• **SUPPLIED PASSAGE**:
(begin)
For a more extended discussion, see Pauline Kael's book Taking It All In.

Raiders of the Lost Ark

US (1981): Adventure
115 min, Rated PG, Color, Available on videocassette and laserdisc

Steven Spielberg directed this high-powered cliff-hanger about the exploits of Indiana Jones (Harrison Ford), an adventurer-archeologist. The time is 1936, and Indy, working for the United States government, is trying to find the Ark of the Covenant (a chest holding the broken stone tablets of the Ten Commandments) ahead of his arch-enemy, the suave, amoral Belloq (Paul Freeman), who is in cahoots with the Nazis. Hitler means to use the Ark's invincible powers to lay waste opposing armies and proclaim himself the Messiah. Conceived by George Lucas, the picture is an amalgam of Lucas's follies--plot for its own sake, dissociated from character or drama; the affectless heroine, Marion (Karen Allen), who's a tougher version of spunky Princess Leia in STAR WARS--AND effects that Spielberg the youthful magician has already dazzled us with. Kinesthetically, the film gets to you, but there's no exhilaration, and no surge of feeling at the end. It seems to be edited for the maximum number of showings per day. With John Rhys-Davies as Sallah, Ronald Lacey as Toht, and Denholm Elliott. Cinematography by Douglas Slocombe; score by John Williams. Written by Lawrence Kasdan, from a story idea worked up by Lucas and Phil Kaufman. RAIDERS OF THE LOST ARK was the first film of a trilogy; it was followed by INDIANA JONES AND THE TEMPLE OF DOOM (1984) and INDIANA JONES AND THE LAST CRUSADE (1989). A Lucasfilm, released by Paramount.
(end)
• **RAW RECORDS**:
(begin)
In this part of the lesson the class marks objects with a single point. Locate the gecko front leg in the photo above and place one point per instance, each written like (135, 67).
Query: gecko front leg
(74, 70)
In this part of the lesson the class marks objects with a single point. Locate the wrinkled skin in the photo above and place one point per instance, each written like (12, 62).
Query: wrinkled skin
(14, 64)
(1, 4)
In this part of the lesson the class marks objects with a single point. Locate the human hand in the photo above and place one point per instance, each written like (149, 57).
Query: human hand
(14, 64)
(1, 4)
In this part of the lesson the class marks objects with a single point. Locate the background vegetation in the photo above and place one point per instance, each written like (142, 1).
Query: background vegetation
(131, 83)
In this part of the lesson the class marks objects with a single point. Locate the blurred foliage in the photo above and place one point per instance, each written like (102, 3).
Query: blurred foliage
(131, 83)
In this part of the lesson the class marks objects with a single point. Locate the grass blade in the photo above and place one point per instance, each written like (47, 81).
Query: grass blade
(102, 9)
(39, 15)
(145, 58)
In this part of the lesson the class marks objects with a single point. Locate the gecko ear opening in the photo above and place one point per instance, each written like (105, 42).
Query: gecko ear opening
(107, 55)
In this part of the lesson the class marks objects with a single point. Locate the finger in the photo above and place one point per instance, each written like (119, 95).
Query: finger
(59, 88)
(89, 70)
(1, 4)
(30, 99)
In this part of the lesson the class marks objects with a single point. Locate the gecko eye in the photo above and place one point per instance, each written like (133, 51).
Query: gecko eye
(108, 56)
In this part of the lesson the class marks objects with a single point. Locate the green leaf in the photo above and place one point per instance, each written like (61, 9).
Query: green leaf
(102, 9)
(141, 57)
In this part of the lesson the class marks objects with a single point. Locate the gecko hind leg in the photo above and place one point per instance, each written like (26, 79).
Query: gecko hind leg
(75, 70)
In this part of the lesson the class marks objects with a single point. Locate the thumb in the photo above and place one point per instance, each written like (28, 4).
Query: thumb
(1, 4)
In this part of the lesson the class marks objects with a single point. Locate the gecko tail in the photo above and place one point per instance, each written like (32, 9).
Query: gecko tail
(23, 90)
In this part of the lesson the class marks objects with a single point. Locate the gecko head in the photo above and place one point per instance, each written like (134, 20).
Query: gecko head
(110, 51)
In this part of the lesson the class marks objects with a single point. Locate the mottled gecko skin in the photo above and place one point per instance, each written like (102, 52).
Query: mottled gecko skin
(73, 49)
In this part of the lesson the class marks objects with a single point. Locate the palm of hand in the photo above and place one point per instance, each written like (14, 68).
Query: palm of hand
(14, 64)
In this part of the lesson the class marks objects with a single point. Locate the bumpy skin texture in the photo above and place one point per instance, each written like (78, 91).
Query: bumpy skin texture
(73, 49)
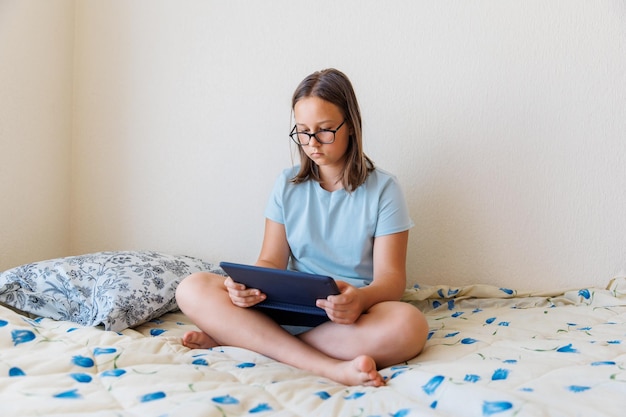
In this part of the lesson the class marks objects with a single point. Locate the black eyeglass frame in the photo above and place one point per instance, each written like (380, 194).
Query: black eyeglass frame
(294, 135)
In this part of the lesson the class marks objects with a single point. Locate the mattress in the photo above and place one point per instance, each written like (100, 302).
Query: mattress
(491, 352)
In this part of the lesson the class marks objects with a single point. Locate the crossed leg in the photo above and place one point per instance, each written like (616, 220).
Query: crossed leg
(387, 334)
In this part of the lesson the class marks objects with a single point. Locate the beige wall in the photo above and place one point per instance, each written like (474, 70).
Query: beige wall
(36, 44)
(504, 122)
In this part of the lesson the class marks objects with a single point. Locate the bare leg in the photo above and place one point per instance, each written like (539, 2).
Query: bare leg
(204, 299)
(391, 332)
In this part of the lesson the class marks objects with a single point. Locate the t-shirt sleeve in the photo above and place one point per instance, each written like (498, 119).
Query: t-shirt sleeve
(393, 214)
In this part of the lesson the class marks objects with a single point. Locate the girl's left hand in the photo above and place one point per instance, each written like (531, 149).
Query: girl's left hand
(344, 308)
(end)
• **REQUEST 1**: List every actor named in the Raiders of the Lost Ark review.
• **REQUEST 2**: According to the Raiders of the Lost Ark review, who wrote the film's score?
• **REQUEST 3**: Write the next part of the Raiders of the Lost Ark review, picking up after its final sentence.

• **EXERCISE RESPONSE 1**: Harrison Ford, Paul Freeman, Karen Allen, John Rhys-Davies, Ronald Lacey, Denholm Elliott

• **EXERCISE RESPONSE 2**: John Williams

• **EXERCISE RESPONSE 3**:
For a more extended discussion, see Pauline Kael's book Taking It All In.

Rain

US (1932): Drama
93 min, No rating, Black & White, Available on videocassette

Joan Crawford is the innocent-at-heart tramp Sadie Thompson in this version of the Somerset Maugham wheezer, adapted by Maxwell Anderson and directed by Lewis Milestone. Crawford is the most unnuanced actress imaginable, and her interpretation of Sadie has absolutely no delicacy. Yet this time her desperate earnestness is fixating. With all the emotion she pours on, and her flashing eyes and twisted-scar mouth and strained voice, she's so totally affected that the affectation begins to seem natural. Her vitality is undeniable. As the sanctimonious Reverend Davidson (Hollywood's archetypal lustful hypocrite), Walter Huston has some startlingly shrewd moments, but the production is stilted and claustrophobic--obviously, the dated stage version of the Maugham story dominated the moviemakers' thinking. With William Gargan, Beulah Bondi, Guy Kibbee, and Matt Moore. United Artists.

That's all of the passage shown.